TEXT UNDER STUDY

American writer and journalist (born 1964)

Andrew Lam (born 1964) is a Vietnamese American author and journalist who has written about the Overseas Vietnamese experience.

==Biography==
Andrew Lam was born Lâm Quang Dũng in 1964 in South Vietnam. He was the son of General Lâm Quang Thi of the Army of the Republic of Vietnam. He attended Lycée Yersin in Đà Lạt.

Lam left Vietnam with his family during the fall of Saigon in April 1975. He attended the University of California, Berkeley, where he majored in biochemistry. He soon abandoned plans for medical school and entered a creative writing program at San Francisco State University. While still in school he began writing for Pacific News Service and in 1993 won the Outstanding Young Journalist Award from the Society of Professional Journalists.

A PBS documentary produced by WETA in 2004, My Journey Home, told 3 stories of Americans returning to their ancestral homelands, including of Lam's return to Vietnam.

WORK REQUEST A
From the Andrew Lam biography, write out everything from "A PBS documentary" down to "return to Vietnam.".
WORK REQUEST B
According to the Andrew Lam biography, what award did Lam win in 1993?

RAW DATA
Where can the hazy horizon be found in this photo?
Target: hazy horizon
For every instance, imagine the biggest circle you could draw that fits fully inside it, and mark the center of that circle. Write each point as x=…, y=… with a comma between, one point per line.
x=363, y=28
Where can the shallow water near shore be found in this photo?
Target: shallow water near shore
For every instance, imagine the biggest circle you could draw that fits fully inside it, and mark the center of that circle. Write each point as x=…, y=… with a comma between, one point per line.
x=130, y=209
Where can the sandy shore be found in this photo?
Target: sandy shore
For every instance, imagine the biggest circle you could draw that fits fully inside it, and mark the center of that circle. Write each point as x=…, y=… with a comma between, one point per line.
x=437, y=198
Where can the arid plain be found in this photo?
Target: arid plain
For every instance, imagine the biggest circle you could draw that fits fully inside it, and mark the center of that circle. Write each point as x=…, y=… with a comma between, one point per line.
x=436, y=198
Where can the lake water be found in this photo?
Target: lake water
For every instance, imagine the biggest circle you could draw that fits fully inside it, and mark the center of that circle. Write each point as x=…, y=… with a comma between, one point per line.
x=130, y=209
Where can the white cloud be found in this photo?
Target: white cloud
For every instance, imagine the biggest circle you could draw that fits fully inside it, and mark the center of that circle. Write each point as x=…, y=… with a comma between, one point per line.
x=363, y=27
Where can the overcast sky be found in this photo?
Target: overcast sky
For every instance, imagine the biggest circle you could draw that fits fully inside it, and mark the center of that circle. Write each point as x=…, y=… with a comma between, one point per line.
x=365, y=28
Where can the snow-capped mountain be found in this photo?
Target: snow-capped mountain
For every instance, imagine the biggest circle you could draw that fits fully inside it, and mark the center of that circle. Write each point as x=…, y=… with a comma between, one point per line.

EXPECTED ANSWER A
A PBS documentary produced by WETA in 2004, My Journey Home, told 3 stories of Americans returning to their ancestral homelands, including of Lam's return to Vietnam.

EXPECTED ANSWER B
The Outstanding Young Journalist Award from the Society of Professional Journalists.